> _Work to complete_
All entries must be repeated exactly; do not include the pictures.
+ + +
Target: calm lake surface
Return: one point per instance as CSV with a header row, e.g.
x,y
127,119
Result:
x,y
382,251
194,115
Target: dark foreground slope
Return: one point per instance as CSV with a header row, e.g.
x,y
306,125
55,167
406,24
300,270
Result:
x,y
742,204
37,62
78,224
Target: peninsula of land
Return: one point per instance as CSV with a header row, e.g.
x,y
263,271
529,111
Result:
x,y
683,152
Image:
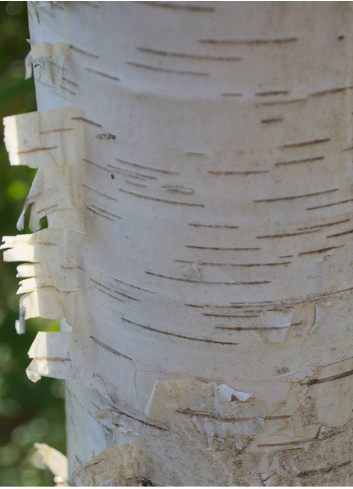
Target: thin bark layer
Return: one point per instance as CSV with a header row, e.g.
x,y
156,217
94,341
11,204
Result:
x,y
214,276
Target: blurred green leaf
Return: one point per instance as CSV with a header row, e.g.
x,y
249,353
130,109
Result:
x,y
29,412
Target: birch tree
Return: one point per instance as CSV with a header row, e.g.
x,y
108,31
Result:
x,y
195,166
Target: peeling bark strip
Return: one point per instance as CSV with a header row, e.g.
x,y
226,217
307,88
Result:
x,y
190,336
58,247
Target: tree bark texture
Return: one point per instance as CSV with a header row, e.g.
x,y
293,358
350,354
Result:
x,y
195,165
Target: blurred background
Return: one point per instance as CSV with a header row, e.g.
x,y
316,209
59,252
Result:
x,y
29,413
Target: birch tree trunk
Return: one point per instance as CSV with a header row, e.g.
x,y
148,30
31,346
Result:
x,y
195,165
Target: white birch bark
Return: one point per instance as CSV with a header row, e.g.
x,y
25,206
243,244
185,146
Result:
x,y
196,168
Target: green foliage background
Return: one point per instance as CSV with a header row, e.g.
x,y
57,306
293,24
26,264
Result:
x,y
29,412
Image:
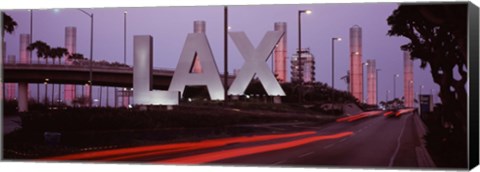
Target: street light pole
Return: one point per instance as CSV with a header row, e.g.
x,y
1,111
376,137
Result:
x,y
125,37
225,51
90,81
299,52
394,85
421,88
386,95
376,82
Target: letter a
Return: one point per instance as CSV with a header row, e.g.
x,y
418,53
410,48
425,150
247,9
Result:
x,y
197,43
255,63
142,75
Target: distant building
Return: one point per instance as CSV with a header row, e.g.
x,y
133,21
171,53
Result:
x,y
308,65
356,68
10,93
371,82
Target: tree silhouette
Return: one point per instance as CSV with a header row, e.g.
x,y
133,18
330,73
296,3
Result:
x,y
438,38
8,23
43,49
58,52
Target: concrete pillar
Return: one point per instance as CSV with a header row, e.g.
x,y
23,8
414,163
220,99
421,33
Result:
x,y
23,97
356,68
235,97
198,27
408,82
277,100
25,40
71,46
280,53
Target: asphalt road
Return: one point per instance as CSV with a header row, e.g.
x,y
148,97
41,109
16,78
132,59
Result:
x,y
363,140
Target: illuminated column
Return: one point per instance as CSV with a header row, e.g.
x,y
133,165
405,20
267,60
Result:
x,y
280,53
199,26
24,53
356,69
408,79
71,45
22,86
371,82
2,85
10,87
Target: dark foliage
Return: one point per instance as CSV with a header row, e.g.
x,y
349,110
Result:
x,y
8,23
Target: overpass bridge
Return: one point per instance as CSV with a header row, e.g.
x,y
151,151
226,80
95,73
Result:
x,y
102,75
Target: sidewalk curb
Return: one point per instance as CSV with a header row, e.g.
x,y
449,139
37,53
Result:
x,y
423,157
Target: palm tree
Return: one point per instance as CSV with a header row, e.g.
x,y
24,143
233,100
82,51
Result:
x,y
43,49
8,23
58,52
75,57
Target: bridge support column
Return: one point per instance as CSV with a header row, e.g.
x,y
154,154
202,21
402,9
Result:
x,y
22,97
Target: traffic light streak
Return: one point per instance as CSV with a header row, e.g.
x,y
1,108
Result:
x,y
220,155
135,152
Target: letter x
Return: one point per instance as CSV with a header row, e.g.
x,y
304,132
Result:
x,y
255,63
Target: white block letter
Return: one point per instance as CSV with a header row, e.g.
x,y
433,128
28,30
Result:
x,y
142,75
255,63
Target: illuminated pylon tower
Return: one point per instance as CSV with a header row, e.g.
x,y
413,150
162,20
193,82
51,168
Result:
x,y
371,82
408,79
10,87
198,27
23,91
71,45
356,68
280,53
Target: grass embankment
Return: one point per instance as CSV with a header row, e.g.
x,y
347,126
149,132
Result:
x,y
84,129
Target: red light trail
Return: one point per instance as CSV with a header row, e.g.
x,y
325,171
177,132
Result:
x,y
215,156
171,148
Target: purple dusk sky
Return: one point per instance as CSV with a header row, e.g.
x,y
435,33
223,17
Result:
x,y
169,27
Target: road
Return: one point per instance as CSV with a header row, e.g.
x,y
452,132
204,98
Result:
x,y
363,140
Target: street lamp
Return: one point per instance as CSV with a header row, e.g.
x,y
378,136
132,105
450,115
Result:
x,y
394,85
299,52
420,90
376,82
333,60
91,54
386,95
125,37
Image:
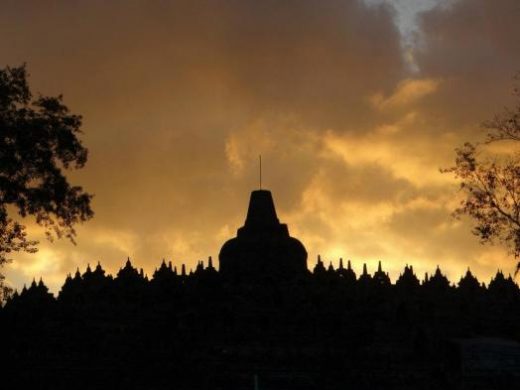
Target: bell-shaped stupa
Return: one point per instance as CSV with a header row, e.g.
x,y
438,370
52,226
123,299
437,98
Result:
x,y
262,248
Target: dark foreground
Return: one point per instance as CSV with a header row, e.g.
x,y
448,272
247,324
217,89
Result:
x,y
325,330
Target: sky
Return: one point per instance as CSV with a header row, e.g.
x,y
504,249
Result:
x,y
354,106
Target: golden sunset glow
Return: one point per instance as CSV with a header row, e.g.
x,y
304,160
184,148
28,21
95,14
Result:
x,y
353,105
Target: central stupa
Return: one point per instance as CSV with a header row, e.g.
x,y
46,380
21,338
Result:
x,y
262,248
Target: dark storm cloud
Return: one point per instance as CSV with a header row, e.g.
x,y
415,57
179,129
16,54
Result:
x,y
179,98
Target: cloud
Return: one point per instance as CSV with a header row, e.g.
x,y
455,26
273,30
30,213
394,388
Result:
x,y
179,99
407,92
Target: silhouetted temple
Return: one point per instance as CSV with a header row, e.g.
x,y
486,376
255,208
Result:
x,y
263,321
263,249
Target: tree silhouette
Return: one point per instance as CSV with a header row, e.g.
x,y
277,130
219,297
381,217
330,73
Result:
x,y
489,176
38,142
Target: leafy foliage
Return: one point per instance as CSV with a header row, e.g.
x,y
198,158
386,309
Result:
x,y
38,141
491,183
+ + +
> _Output for this task_
Target: calm lake surface
Return: one point per instance as CSV with a header row, e.g.
x,y
127,119
Result:
x,y
382,251
194,115
Target: dark foreground slope
Return: one point per instance as CSV with a header row, e.g.
x,y
306,125
55,167
406,24
300,270
Result:
x,y
742,204
37,62
78,224
Target: peninsula of land
Return: one point per instance as CSV with a header row, e.g.
x,y
263,271
529,111
Result:
x,y
683,152
Image:
Target: thin bark layer
Return: one point per instance as CSV with a header row, e.g.
x,y
156,217
94,341
11,204
Result:
x,y
214,276
Target: blurred green leaf
Return: one point per instance as CSV with a header row, e.g.
x,y
249,353
130,109
Result:
x,y
29,412
Target: birch tree
Return: one point per instance as CSV with a header row, e.g.
x,y
108,31
Result:
x,y
195,166
Target: peeling bark strip
Return: one point per instance as CSV with a header row, e.g.
x,y
226,217
307,88
Result:
x,y
190,336
58,247
Target: tree bark texture
Return: one point per instance as CSV with a header row, e.g.
x,y
293,358
350,354
Result:
x,y
195,165
Target: blurred background
Return: one point per instance as CSV with a header row, e.g.
x,y
316,209
59,252
Result:
x,y
29,413
Target: birch tree trunk
Return: one point per instance as CSV with a header row, e.g.
x,y
148,30
31,346
Result:
x,y
195,165
Target: white birch bark
Return: one point per instance as CSV with a header row, e.g.
x,y
25,206
243,244
185,146
Result:
x,y
196,168
Target: green foliage background
Return: one point per instance as CSV with a header row, e.g.
x,y
57,306
293,24
26,264
Result:
x,y
29,412
Image:
Target: street light pole
Return: one point per instance as CSV with a header row, e.g.
x,y
1,111
376,137
Result:
x,y
125,37
225,51
90,81
299,52
394,85
421,88
386,95
376,82
Target: letter a
Return: one point per instance as CSV with a header row, e.g.
x,y
418,53
410,48
425,150
247,9
Result:
x,y
197,43
255,63
142,75
Target: distant building
Return: one point per instance as CSV with a header row, e.g.
x,y
133,21
171,53
Result:
x,y
308,65
356,68
10,93
371,82
Target: tree silhouette
Return: one point per instance as CSV with a header row, e.g.
x,y
133,18
330,73
296,3
Result:
x,y
438,38
8,23
43,49
58,52
Target: concrete pillar
Return: one point per instance as CSV with a header row, e.g.
x,y
23,8
414,163
220,99
421,33
Result:
x,y
23,97
356,68
235,97
198,27
408,82
277,100
25,40
71,46
280,53
Target: asphalt road
Return: one point per instance as CSV with a header row, e.g.
x,y
148,97
41,109
16,78
132,59
Result:
x,y
363,140
Target: illuminated column
Return: one point per instance as CSV with a header row, e.g.
x,y
133,165
405,20
267,60
Result:
x,y
280,53
199,26
24,53
356,69
408,79
71,45
22,86
371,82
2,85
10,87
Target: dark foliage
Return: one point per instance as CSV with a header row, e.g.
x,y
349,110
Result:
x,y
8,23
Target: overpass bridge
Return: one point per instance as CSV with a header row, e.g.
x,y
151,151
226,80
95,73
Result:
x,y
102,75
Target: sidewalk curb
Return: one point per instance as CSV with a header row, e.g.
x,y
449,139
37,53
Result:
x,y
423,157
Target: palm tree
Return: one point per instance as CSV with a header row, e.g.
x,y
24,143
233,100
82,51
Result:
x,y
43,49
8,23
58,52
75,57
Target: bridge support column
Return: one point per instance as CSV with a header row, e.g.
x,y
154,154
202,21
402,9
Result:
x,y
22,97
Target: traffic light streak
Return: one point per instance as CSV with a header row, e.g.
x,y
1,108
Result:
x,y
220,155
135,152
Target: letter x
Return: one point per instance as CSV with a header row, e.g.
x,y
304,132
Result:
x,y
255,63
Target: white block letter
Return: one point per instance as CSV with a header row, e.g.
x,y
433,128
28,30
Result:
x,y
142,75
255,63
Target: illuminated pylon tower
Return: one point per instance as CSV with a header row, e.g.
x,y
413,150
162,20
193,82
51,168
Result:
x,y
371,82
408,79
10,87
198,27
23,91
71,45
356,68
280,53
Target: grass embankment
Return: one point per instance as CSV with a header row, e.g.
x,y
347,126
149,132
Result:
x,y
84,129
Target: red light trail
Return: one point per instance as CSV with a header row, e.g.
x,y
325,171
177,132
Result:
x,y
215,156
171,148
Target: purple dusk sky
Return: one point per instance as CSV with a header row, e.g.
x,y
435,33
223,17
Result:
x,y
169,27
Target: road
Return: one point per instance as CSV with a header row, e.g.
x,y
452,132
204,98
Result:
x,y
363,140
Target: street lamp
Return: one point per instance as CSV with a header row, e.g.
x,y
378,136
132,105
450,115
Result:
x,y
394,85
299,52
420,90
376,82
333,60
91,54
386,95
125,37
Image:
Target: bell-shaped stupa
Return: one point per instance as CSV with a header row, e.g.
x,y
438,370
52,226
123,299
437,98
Result:
x,y
262,248
Target: dark foreground
Return: one point per instance as CSV with a header row, e.g.
x,y
448,272
247,324
217,89
Result:
x,y
325,330
Target: sky
Return: one point per instance as CSV with a header row, e.g.
x,y
504,249
Result:
x,y
354,106
Target: golden sunset glow
Return: one point per instance as CSV with a header row, e.g.
x,y
304,160
184,148
28,21
95,14
Result:
x,y
353,105
Target: central stupa
Return: one point per instance as CSV with a header row, e.g.
x,y
46,380
21,338
Result:
x,y
262,248
Target: dark storm cloud
Return: one point per instance as CSV with a header row, e.g.
x,y
415,57
179,129
16,54
Result:
x,y
179,98
Target: cloud
Return: one point per instance as CSV with a header row, e.g.
x,y
455,26
273,30
30,213
394,388
Result:
x,y
179,99
407,92
Target: silhouetted temple
Return: one point per instance as CSV with a header row, e.g.
x,y
486,376
255,208
Result:
x,y
263,321
263,249
Target: tree silhouette
Return: one point per instance as CSV with a header row, e.g.
x,y
277,130
219,297
381,217
330,73
Result:
x,y
489,176
38,142
Target: leafy foliage
Return: one point per instance as CSV with a header row, e.g.
x,y
198,158
386,309
Result:
x,y
38,141
491,183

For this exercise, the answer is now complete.